-- Brief 1 --
List every alias that the SQL queries in the customer profile extract assign with AS.

-- Extract provided --
[Begin]

Data exploration will separately analyze customer profiles and purchase profiles.

**3.1. Customer profile:**

**| Customer gender**

* **Query 1:** SELECT COUNT (*) AS qtd_clientes, sexo FROM credito GROUP BY sexo

![image](https://github.com/camila1sm/sql_ebac/blob/main/ebac_projeto_cliente_query_01.jpg?raw=true)

![image](https://github.com/camila1sm/sql_ebac/blob/main/ebac_projeto_cliente_grafico_query_01.jpg?raw=true)

> We can see that the male customers fill the majority of the base, representing a total of 61% of the analyzed base.

**| Customer age**

* **Query 2:**: SELECT sexo, MAX (idade) AS idade_max, MIN (idade) AS idade_min, AVG (idade) AS media_idade FROM credito GROUP BY sexo

![image](https://github.com/camila1sm/sql_ebac/blob/main/ebac_projeto_cliente_query_02.jpg?raw=true)

> The average age is the same for de both genders and the difference between the oldest male customer to the oldest female isn't so far.

**| Costumer education level**

* **Query 3:** SELECT escolaridade AS education_level, COUNT (escolaridade) FROM credito GROUP BY escolaridade  

![image](https://github.com/camila1sm/sql_ebac/blob/main/ebac_projeto_cliente_query_e_grafico_03.jpg?raw=true)

[End]

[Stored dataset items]
[Begin]

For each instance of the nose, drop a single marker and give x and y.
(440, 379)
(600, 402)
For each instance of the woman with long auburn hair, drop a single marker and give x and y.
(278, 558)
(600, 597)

[End]

-- Brief 2 --
Extract the full listing of stored dataset items shown above, copying each line word for word.

-- Task output 1 --
qtd_clientes, idade_max, idade_min, media_idade, education_level

-- Task output 2 --
For each instance of the nose, drop a single marker and give x and y.
(440, 379)
(600, 402)
For each instance of the woman with long auburn hair, drop a single marker and give x and y.
(278, 558)
(600, 597)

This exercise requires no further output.